◆ Your instructions
Print every line of the data exactly as shown.

** Excerpted data follows **

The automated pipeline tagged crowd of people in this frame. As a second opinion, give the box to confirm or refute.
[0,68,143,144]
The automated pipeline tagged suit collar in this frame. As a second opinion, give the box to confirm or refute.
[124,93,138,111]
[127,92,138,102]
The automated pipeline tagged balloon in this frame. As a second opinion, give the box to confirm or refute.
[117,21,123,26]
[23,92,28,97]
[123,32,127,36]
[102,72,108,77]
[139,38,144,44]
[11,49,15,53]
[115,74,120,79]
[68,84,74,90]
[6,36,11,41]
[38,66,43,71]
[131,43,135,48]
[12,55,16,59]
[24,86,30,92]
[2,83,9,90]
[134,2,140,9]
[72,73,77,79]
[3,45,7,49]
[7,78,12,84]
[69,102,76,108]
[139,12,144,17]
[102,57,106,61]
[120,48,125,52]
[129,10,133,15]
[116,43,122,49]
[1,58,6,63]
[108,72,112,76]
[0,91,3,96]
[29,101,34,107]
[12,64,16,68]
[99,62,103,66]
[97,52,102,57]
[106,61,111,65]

** End of Excerpted data **

◆ Exercise response
The automated pipeline tagged crowd of people in this frame. As a second opinion, give the box to confirm or refute.
[0,68,143,144]
The automated pipeline tagged suit collar in this frame. As a second opinion, give the box to confirm or refute.
[124,93,138,111]
[127,92,138,102]
The automated pipeline tagged balloon in this frame. As a second opinion, give the box to confirm or refute.
[117,21,123,26]
[23,92,28,97]
[123,32,127,36]
[102,72,108,77]
[139,38,144,44]
[11,49,15,53]
[115,74,120,79]
[68,84,74,90]
[6,36,11,41]
[38,66,43,71]
[131,43,135,48]
[12,55,16,59]
[24,86,30,92]
[2,83,9,90]
[134,2,140,9]
[72,73,77,79]
[3,45,7,49]
[7,78,12,84]
[69,102,76,108]
[139,12,144,17]
[102,57,106,61]
[120,48,125,52]
[129,10,133,15]
[116,43,122,49]
[1,58,6,63]
[108,72,112,76]
[0,91,3,96]
[29,101,34,107]
[12,64,16,68]
[99,62,103,66]
[97,52,102,57]
[106,61,111,65]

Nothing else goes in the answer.